* [Work to be completed]:
Reproduce the part of the essay on Momaday's crow poem that opens with "A number of" and closes with "an epiphanic moment.", switching "poems" to "verses" wherever it occurs.

* [Page extract]:
※

A number of modern American poems however illustrate not the triumph of the imagination but instead its failure to bring about the epiphanic moment. Some seem to suggest that human nature cannot grasp whatever truth may lie hidden, others that no metaphysical truth exists, and others—such as the poems of A. R. Ammons—that the very lack of a deeper order and metaphysical truth is exactly the transcendent truth offered us by nature. Of this eclectic group of poems, N. Scott Momaday’s “Crows in a Winter Composition” has one of the most complex and enriching of imaginative failures, despite the poem’s deceptively simple narrative of some noisy crows interrupting an epiphanic moment.

The crows certainly seem like a random insertion, an unfortunate addition to this silent winter morning. The scene is ripe for transcendence: the time is morning, the air is silent and the snow obliterates the hard contours of nature. All seems ready to blur and slip from material reality into a metaphysical realm lying between the silences and maybe even just under the crust of snow. The speaker’s mind is free to begin working, to take a Wordsworthian imaginative journey beyond nature and into another reality of luminous truth (the kind of journey that would lengthen the poem into a several page philosophic event). Therefore the reader feels just as uneasy at the sudden appearance of crows that break the silence with their cacophony of calls, and interpose themselves between the epiphanic promise and us. Not only are they an unwanted addition to the scene, they seem utterly unconcerned with the solemnity of the moment; they stand not only “in a mindless manner” but also right on the very source of transcendence, the “luminous crust.” This act could be compared to a group of boisterous punks deciding to hang out in a church during Sunday morning observances. No wonder the speaker regards them with “bright enmity.”

But the crows differ from the punks in one crucial way: unlike the rowdy punks who would be utterly out of place in a quiet church, the crows are of nature and belong to the world of the silent snowy morning. So the crows are less an interruption by an external agent, then an interposition by nature itself. Even the title suggests that the crows are part of the composition just as the snow or silence, maybe even more so. The title could be for a painting in which the snow and silence serves merely as background for the birds. The setting of the first stanza then exists only in relation to the crows, and not as a separate material reality.

This leaves the reader with the sneaking suspicion that the crows are a purposeful interruption by nature, a Deus ex Machina brought in at just the right moment to break up any possible revelation of truth. The crows seem almost sinister, and the poem enhances this feeling by using the word “enmity,” which is often used to refer to a mutual hatred between two parties. So the second to last line could also indicate that the crows respond to the speaker’s “regard” with reciprocal hatred, as if they felt not only a greater claim to this winter morning but also indignation at the outsider who challenges that claim. The crows are also the enemies of his regard—enmity and enemy both sharing the same Middle English genealogy—in that they repel his attempts to integrate them into the scene on his own terms. Thus nature, through the crows, actively and purposefully resists the human imaginative faculty.

※

* [Record set]:
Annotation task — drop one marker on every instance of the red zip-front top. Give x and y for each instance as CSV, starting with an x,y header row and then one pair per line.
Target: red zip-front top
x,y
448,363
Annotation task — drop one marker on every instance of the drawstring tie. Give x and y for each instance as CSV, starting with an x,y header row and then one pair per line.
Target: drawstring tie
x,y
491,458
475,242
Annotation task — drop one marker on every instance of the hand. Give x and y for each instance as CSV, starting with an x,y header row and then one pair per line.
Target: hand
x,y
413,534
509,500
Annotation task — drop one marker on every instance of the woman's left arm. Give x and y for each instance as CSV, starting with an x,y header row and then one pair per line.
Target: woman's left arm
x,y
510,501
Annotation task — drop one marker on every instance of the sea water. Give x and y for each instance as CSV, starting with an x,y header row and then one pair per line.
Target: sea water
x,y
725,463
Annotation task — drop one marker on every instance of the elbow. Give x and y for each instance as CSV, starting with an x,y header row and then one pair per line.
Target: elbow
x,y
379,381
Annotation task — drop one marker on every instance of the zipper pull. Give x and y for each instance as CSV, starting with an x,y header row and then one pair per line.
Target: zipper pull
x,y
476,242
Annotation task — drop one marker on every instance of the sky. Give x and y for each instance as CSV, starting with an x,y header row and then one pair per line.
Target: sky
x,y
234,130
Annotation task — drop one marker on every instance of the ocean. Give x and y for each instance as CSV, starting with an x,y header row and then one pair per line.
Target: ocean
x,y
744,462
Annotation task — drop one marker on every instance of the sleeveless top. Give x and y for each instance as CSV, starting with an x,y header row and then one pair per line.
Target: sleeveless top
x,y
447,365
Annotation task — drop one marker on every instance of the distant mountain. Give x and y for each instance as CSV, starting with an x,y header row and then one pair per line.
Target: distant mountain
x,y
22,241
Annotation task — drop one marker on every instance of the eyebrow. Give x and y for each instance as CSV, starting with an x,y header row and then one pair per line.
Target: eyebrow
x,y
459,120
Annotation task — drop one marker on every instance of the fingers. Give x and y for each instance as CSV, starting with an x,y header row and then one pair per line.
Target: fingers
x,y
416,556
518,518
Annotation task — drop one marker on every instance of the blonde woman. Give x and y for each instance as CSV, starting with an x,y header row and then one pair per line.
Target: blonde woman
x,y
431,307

※

* [Output of the exercise]:
A number of modern American verses however illustrate not the triumph of the imagination but instead its failure to bring about the epiphanic moment. Some seem to suggest that human nature cannot grasp whatever truth may lie hidden, others that no metaphysical truth exists, and others—such as the verses of A. R. Ammons—that the very lack of a deeper order and metaphysical truth is exactly the transcendent truth offered us by nature. Of this eclectic group of verses, N. Scott Momaday’s “Crows in a Winter Composition” has one of the most complex and enriching of imaginative failures, despite the poem’s deceptively simple narrative of some noisy crows interrupting an epiphanic moment.